— START OF Selected extract —

So below are my questions
1) Will setting 4 brokers per host with different ports and different log
data directories be beneficial to use all the available space?
2) Will there be any disadvantage using multiple brokers on same host?
3) If partition count is set to 2 per topic. Having multiple brokers on
each machine , multiply the partition count per machine? i.e with 4 brokers
per machine on 5 machines will generate 2*4*5 = 40 partitions per topic?
4) Is there a way to use all the directories from a single broker?

Thanks and Regards
Ravi


Re: Recommendation for number of brokers on kafka(0.7.2) hosts

2013-10-01 Thread rk vishu
Thank you Neha for the suggestion.


On Tue, Oct 1, 2013 at 1:50 PM, Neha Narkhede wrote:

> 1) Will setting 4 brokers per host with different ports and different log
> data directories be beneficial to use all the available space?
> 2) Will there be any disadvantage using multiple brokers on same host?
>
> It is recommended that you do not deploy multiple brokers on the same box
> since that will not lead to optimal page cache usage, which will affect IO
> performance.
>
> 3) If partition count is set to 2 per topic. Having multiple brokers on
> each machine , multiply the partition count per machine? i.e with 4 brokers
> per machine on 5 machines will generate 2*4*5 = 40 partitions per topic?
>
> Correct.

— END OF Selected extract —
— START OF Items —

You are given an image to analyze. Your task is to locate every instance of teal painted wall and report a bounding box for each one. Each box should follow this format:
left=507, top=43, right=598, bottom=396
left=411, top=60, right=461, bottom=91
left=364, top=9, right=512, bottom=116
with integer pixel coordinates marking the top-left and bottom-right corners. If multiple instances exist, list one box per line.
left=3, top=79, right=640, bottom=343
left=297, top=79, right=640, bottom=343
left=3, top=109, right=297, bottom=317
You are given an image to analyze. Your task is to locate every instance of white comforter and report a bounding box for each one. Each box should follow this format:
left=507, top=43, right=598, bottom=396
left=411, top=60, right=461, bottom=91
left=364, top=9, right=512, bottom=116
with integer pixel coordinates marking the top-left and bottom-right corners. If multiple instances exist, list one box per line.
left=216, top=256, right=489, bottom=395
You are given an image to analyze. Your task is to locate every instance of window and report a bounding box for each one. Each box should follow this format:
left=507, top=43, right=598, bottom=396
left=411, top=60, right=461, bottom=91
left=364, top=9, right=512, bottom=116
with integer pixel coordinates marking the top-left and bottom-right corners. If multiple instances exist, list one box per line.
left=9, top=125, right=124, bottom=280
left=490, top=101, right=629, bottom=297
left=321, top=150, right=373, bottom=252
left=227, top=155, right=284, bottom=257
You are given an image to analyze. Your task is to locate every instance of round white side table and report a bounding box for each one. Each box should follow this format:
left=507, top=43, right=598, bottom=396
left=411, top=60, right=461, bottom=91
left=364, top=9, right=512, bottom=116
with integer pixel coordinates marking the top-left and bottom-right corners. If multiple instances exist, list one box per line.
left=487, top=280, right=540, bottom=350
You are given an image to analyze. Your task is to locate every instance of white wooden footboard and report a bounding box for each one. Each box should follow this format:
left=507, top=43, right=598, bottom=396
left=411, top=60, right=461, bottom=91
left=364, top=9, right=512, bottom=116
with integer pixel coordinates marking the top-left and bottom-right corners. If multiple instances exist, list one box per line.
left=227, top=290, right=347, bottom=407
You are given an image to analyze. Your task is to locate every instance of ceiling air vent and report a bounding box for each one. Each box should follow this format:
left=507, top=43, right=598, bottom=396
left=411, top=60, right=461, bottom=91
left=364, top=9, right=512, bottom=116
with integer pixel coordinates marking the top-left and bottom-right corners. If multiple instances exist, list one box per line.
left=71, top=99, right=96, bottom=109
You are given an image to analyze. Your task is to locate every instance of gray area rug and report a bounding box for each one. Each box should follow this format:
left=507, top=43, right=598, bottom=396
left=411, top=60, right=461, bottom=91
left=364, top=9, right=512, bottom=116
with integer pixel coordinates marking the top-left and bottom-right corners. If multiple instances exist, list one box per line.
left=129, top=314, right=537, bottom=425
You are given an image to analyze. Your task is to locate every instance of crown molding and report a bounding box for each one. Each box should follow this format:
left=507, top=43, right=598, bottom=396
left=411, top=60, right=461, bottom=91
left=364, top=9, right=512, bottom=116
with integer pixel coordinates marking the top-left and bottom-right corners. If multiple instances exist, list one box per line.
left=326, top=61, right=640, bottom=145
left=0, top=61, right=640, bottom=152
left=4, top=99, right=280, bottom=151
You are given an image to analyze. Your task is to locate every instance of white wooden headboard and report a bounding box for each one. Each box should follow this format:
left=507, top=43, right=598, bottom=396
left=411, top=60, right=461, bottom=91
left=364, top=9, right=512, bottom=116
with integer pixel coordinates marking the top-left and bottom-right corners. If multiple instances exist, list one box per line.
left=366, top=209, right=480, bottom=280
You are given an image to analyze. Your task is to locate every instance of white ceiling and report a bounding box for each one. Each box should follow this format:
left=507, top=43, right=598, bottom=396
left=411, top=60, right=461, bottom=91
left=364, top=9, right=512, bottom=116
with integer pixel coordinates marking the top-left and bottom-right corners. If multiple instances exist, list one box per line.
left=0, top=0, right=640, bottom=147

— END OF Items —

> Exercise instructions
1/ Render the records as a two-column CSV with the columns "instruction" and "response", covering everything from the start of the records down to the line containing "left=3, top=109, right=297, bottom=317", both ends included. Give one row per request, with its text and its answer each in a single quoted field and line breaks turned into spaces.
2/ Finish out the next part of the mailing-list thread about running multiple Kafka brokers per host, starting after the last line shown.

> Answers for the exercise
1/
instruction,response
"You are given an image to analyze. Your task is to locate every instance of teal painted wall and report a bounding box for each one. Each box should follow this format: left=507, top=43, right=598, bottom=396 left=411, top=60, right=461, bottom=91 left=364, top=9, right=512, bottom=116 with integer pixel coordinates marking the top-left and bottom-right corners. If multiple instances exist, list one box per line.","left=3, top=79, right=640, bottom=343 left=297, top=79, right=640, bottom=343 left=3, top=109, right=297, bottom=317"

2/
>
> 4) Is there a way to use all the directories from a single broker?
>
> Kafka 0.8 supports specifying multiple log directories through the log.dirs
> config.
>
> Thanks,
> Neha
>
>
> On Tue, Oct 1, 2013 at 1:17 PM, rk vishu  wrote:
>
> > Hello All,
> >
> > I am currently using 5 node kafka cluster with 0.7.2 version. Would like
> to
> > get some advice on optimal number of brokers on each kafka host. Below is
> > the specification of each machine
> >
> > - 4 data directories /data1,/data2, /data3, /data4 with 200+GB usable
> > space. RAID10
> > - 24 Core CPU
> > - 32GB RAM
> >
> > From the server properties, i believe we can only configure one data
> > log.dir.
> > So below are my questions
> > 1) Will setting 4 brokers per host with different ports and different log
> > data directories be beneficial to use all the available space?
> > 2) Will there be any disadvantage using multiple brokers on same host?
> > 3) If partition count is set to 2 per topic. Having multiple brokers on
> > each machine , multiply the partition count per machine? i.e with 4
> brokers
> > per machine on 5 machines will generate 2*4*5 = 40 partitions per topic?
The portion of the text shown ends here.